■ TASK BRIEF
The expected answer is all of the entries, written out exactly.

■ EXTRACTED RECORDS
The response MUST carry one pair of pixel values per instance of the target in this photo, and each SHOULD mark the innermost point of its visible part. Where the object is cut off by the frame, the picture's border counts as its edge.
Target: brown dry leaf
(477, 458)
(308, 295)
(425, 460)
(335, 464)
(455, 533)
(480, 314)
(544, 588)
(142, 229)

■ RESULT BELOW
The response MUST carry one pair of pixel values per instance of the target in this photo, and each SHOULD mark the innermost point of its visible part. Where the object is cut off by the frame, the picture's border counts as its edge.
Target: brown dry leaf
(477, 458)
(308, 295)
(425, 460)
(335, 464)
(455, 533)
(480, 314)
(544, 588)
(142, 229)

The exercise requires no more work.